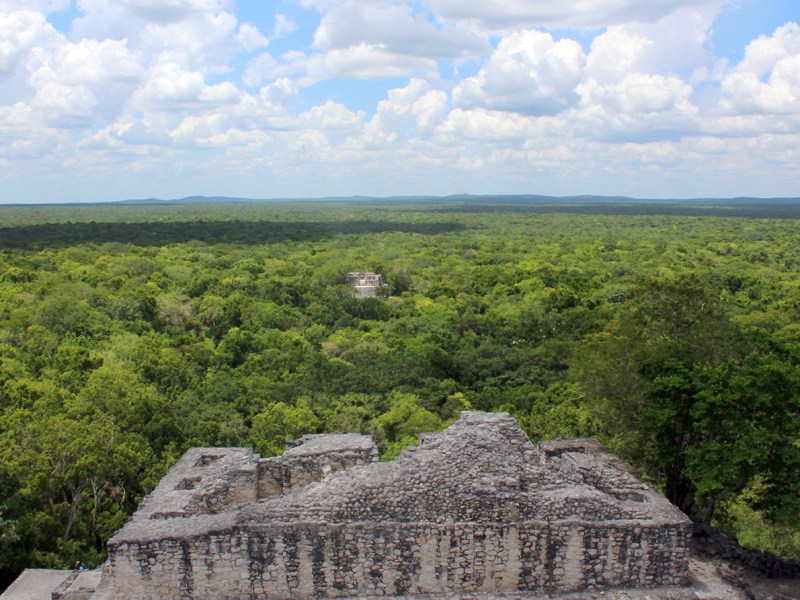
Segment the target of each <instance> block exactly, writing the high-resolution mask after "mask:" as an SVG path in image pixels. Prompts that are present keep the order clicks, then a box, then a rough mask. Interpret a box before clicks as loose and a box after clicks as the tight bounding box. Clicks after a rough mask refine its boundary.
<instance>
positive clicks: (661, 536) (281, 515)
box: [104, 413, 691, 600]
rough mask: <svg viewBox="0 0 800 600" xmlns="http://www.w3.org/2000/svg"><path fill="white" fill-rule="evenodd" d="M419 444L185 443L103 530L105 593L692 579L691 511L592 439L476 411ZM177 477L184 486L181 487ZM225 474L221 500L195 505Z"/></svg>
mask: <svg viewBox="0 0 800 600" xmlns="http://www.w3.org/2000/svg"><path fill="white" fill-rule="evenodd" d="M422 441H423V443H422V444H421V445H420V446H419V447H416V448H409V449H407V450H406V451H405V452H403V453H402V454H401V455H400V456H399V457H398V458H397V459H396V460H395V461H392V462H388V463H379V462H376V458H377V450H376V449H375V446H374V443H372V441H371V440H370V439H369V438H367V437H365V436H359V435H350V436H307V437H305V438H302V439H301V440H299V441H297V443H295V444H293V445H292V447H291V448H290V449H289V450H288V451H287V452H286V454H284V455H283V456H282V457H276V458H271V459H259V458H258V457H257V456H255V455H253V454H252V453H249V454H248V452H249V451H247V450H244V449H235V448H234V449H230V448H229V449H217V450H214V449H193V450H192V451H190V452H189V453H187V455H186V456H184V458H182V459H181V461H180V462H179V463H178V464H177V465H176V466H175V467H174V468H173V469H172V470H171V471H170V473H169V474H168V475H167V477H165V479H164V481H162V485H160V486H159V488H157V490H156V491H155V492H154V494H153V496H154V497H153V498H151V499H149V500H148V502H146V503H145V507H144V508H143V509H142V510H141V511H139V512H138V513H137V514H136V515H135V517H134V518H133V519H132V520H131V522H129V523H128V525H126V527H125V528H123V529H122V530H121V531H120V532H119V533H118V534H117V535H116V536H115V537H114V538H112V540H111V541H110V542H109V545H108V549H109V560H108V563H107V564H106V567H105V570H106V574H107V575H105V576H104V582H105V583H106V586H107V589H108V590H109V591H108V595H107V597H108V598H114V599H116V600H119V599H123V598H131V599H132V598H136V599H138V600H155V599H156V598H159V599H160V598H193V599H196V600H224V599H228V598H231V599H233V598H236V599H237V600H241V599H243V598H248V599H255V598H297V599H305V598H314V597H348V596H349V597H352V596H392V595H397V596H403V595H420V594H421V595H424V594H433V593H436V594H455V593H472V594H478V595H479V594H484V593H486V594H488V593H511V592H521V591H537V592H541V593H548V594H549V593H556V592H569V591H577V590H600V589H608V588H620V587H621V588H652V587H655V586H663V585H683V584H685V583H686V582H687V577H688V539H689V536H690V535H691V524H690V522H689V520H688V519H687V518H686V517H685V516H684V515H683V514H682V513H680V511H678V510H677V509H676V508H674V507H673V506H672V505H670V504H669V503H668V502H667V501H666V499H664V498H663V496H661V495H660V494H658V493H657V492H656V491H655V490H653V489H652V488H650V487H649V486H647V485H646V484H645V483H643V482H642V481H641V480H640V479H639V478H638V477H637V476H636V475H635V474H634V473H633V472H632V471H631V470H630V468H629V467H628V466H627V465H626V464H625V463H623V462H622V461H619V460H618V459H616V458H615V457H613V456H612V455H610V454H608V453H607V452H606V451H605V450H604V449H603V448H602V446H600V445H599V444H598V443H597V442H596V441H594V440H568V441H564V440H561V441H555V442H548V443H545V444H542V445H539V446H534V445H533V444H531V442H530V440H528V438H527V436H525V434H524V432H522V430H521V429H520V428H519V426H518V425H517V424H516V422H515V421H514V419H512V418H511V417H510V416H508V415H506V414H482V413H464V414H463V415H462V418H461V419H460V420H459V421H457V422H456V423H455V424H454V425H452V426H451V427H450V428H448V429H447V430H446V431H444V432H442V433H439V434H435V435H426V436H424V437H423V440H422ZM215 452H216V453H217V454H215ZM217 455H219V456H217ZM215 456H217V457H216V458H214V457H215ZM225 465H227V467H226V468H229V469H232V470H231V471H230V472H227V471H225V472H223V471H224V468H223V467H225ZM231 473H233V474H231ZM198 477H199V478H200V479H199V480H196V481H195V479H196V478H198ZM187 479H188V480H189V481H190V482H191V481H195V483H194V485H195V488H194V491H192V492H191V493H190V492H189V491H188V490H182V489H180V486H181V484H182V482H185V481H186V480H187ZM220 481H223V482H225V483H224V485H223V484H221V483H219V482H220ZM162 486H163V487H162ZM176 486H177V487H178V489H177V490H176V489H174V488H175V487H176ZM218 487H221V488H222V489H223V490H224V494H223V496H224V497H225V498H226V500H225V501H224V502H222V503H221V504H219V505H217V504H215V503H214V502H212V501H211V500H210V499H206V500H203V498H206V497H207V496H208V494H209V493H210V491H209V490H214V489H217V488H218ZM237 490H239V491H237ZM243 490H249V491H247V492H245V491H243ZM198 491H199V492H198ZM176 498H177V500H176ZM187 498H188V500H187ZM198 498H199V500H198ZM232 498H233V499H236V502H240V504H236V505H234V504H233V503H232V502H233V500H231V499H232ZM178 500H179V501H178ZM218 506H224V507H225V509H224V510H219V509H218ZM153 507H155V508H156V509H157V510H154V509H153ZM198 507H199V508H198ZM196 508H197V509H198V510H200V509H202V510H206V513H205V514H200V513H199V512H195V513H193V512H192V511H193V510H195V509H196ZM170 511H171V512H170ZM170 515H171V516H170ZM177 516H180V517H181V518H175V517H177Z"/></svg>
-.-.-
▶ **PROBLEM DESCRIPTION**:
All that should be returned is the run of lines from the start of the entries above to the line bearing "box: [104, 413, 691, 600]", each exact, with pictures omitted.

▶ **RESULT BELOW**:
Segment the target of each <instance> block exactly, writing the high-resolution mask after "mask:" as an SVG path in image pixels. Prompts that are present keep the order clicks, then a box, then a rough mask. Interpret a box before clicks as loose and a box after clicks as the tight bounding box. Clicks after a rough mask refine its boundary.
<instance>
positive clicks: (661, 536) (281, 515)
box: [104, 413, 691, 600]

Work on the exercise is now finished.